ACTION ITEM:
Print each of the entries exactly, leaving nothing out.

RECORDS FOR THE TASK:
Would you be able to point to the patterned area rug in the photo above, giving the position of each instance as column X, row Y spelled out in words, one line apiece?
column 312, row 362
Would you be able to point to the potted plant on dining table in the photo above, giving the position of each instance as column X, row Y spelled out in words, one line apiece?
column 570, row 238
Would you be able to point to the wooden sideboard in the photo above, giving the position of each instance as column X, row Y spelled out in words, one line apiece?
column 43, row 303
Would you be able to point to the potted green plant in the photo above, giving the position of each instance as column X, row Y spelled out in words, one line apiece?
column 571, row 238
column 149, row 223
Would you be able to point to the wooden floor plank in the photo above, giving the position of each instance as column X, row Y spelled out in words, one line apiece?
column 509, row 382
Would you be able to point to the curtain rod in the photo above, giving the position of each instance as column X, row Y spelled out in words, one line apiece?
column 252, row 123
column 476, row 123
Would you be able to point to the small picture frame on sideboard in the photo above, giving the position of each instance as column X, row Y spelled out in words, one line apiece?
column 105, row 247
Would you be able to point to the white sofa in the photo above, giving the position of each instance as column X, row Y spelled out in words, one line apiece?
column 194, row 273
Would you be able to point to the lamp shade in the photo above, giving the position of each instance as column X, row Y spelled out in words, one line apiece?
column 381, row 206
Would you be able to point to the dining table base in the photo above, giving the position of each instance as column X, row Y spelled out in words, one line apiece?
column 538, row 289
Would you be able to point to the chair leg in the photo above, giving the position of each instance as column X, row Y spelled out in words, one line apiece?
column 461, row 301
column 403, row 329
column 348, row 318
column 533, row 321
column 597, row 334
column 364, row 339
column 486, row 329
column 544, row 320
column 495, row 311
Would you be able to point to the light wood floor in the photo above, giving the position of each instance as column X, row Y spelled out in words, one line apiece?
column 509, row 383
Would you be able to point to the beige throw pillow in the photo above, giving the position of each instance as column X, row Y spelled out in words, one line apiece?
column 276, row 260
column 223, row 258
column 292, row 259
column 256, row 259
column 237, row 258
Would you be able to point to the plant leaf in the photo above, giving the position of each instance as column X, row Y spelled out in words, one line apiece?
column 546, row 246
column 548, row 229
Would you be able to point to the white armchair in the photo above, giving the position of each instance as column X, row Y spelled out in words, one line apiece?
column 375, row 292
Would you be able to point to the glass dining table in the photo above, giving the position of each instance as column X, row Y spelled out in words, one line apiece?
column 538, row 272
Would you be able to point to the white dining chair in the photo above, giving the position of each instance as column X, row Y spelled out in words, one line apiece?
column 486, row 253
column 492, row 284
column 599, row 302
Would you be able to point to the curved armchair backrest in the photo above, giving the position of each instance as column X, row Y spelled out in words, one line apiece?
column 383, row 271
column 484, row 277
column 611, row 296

COMPLETED TASK:
Would you be able to point to the patterned area rug in the photo above, giving the position of each instance as column X, row Y spelled out in words, one line apiece?
column 312, row 362
Would you be able to point to the potted plant on dining table in the photo above, giving the position of each instance as column X, row Y spelled out in words, one line apiece?
column 570, row 238
Would you be able to point to the wooden sideboard in the photo above, giving the position of each instance as column X, row Y spelled out in words, one line apiece?
column 43, row 303
Would you be able to point to the potted green plant in the photo above, giving the position of each instance as column X, row Y spelled out in words, one line apiece?
column 571, row 238
column 149, row 223
Would you be able to point to the wooden floor plank in the photo above, giving the position of each instance as column X, row Y spelled out in words, one line apiece?
column 509, row 382
Would you be able to point to the curtain rod in the photo above, giving the position of each instance as column X, row Y spelled out in words, one line apiece?
column 252, row 123
column 476, row 123
Would you be able to point to the small picture frame on sideboard in the photo above, giving the position of each instance as column X, row Y spelled out in words, one line apiece?
column 105, row 247
Would you be able to point to the white sofa in the photo above, giving the position of each instance as column X, row Y spelled out in words, one line apiece?
column 194, row 273
Would you be able to point to the lamp shade in the photo above, giving the position of each instance as column X, row Y spelled out in words, one line apiece?
column 381, row 206
Would you be able to point to the dining table base in the photo above, giving the position of each instance as column X, row Y spelled out in words, one line apiece?
column 538, row 289
Would you be able to point to the chair leg in the photo above, giving the position of each instance as column X, row Y spelled out in words, one line apiece?
column 461, row 301
column 403, row 329
column 348, row 318
column 533, row 321
column 597, row 334
column 364, row 339
column 486, row 329
column 544, row 320
column 495, row 311
Would you be able to point to the light wood floor in the photo above, giving the position of each instance as column X, row Y spelled out in words, one line apiece?
column 509, row 383
Would you be able to point to the beige throw pillow in the photo above, giving the position of each instance as column X, row Y spelled out in words, one line apiece?
column 276, row 260
column 223, row 258
column 292, row 259
column 256, row 259
column 237, row 258
Would you be able to point to the plant leaf in the photo above, giving the position of each instance as column X, row Y spelled out in words, one line apiece?
column 546, row 246
column 548, row 229
Would you be able to point to the white armchair in the photo above, giving the position of each instance as column X, row Y spelled out in words, one line apiece?
column 375, row 292
Would you be able to point to the glass dining table in the photo above, giving the position of each instance as column X, row Y spelled out in words, one line apiece?
column 538, row 272
Would you be able to point to the white dining chair in the photo above, giving the position of each instance as column X, row Y spelled out in words, one line apiece?
column 486, row 253
column 492, row 284
column 599, row 302
Would you be able to point to the curved armchair backrest in the photo above, giving the position of each instance as column X, row Y spelled out in words, one line apiece?
column 383, row 271
column 484, row 277
column 611, row 296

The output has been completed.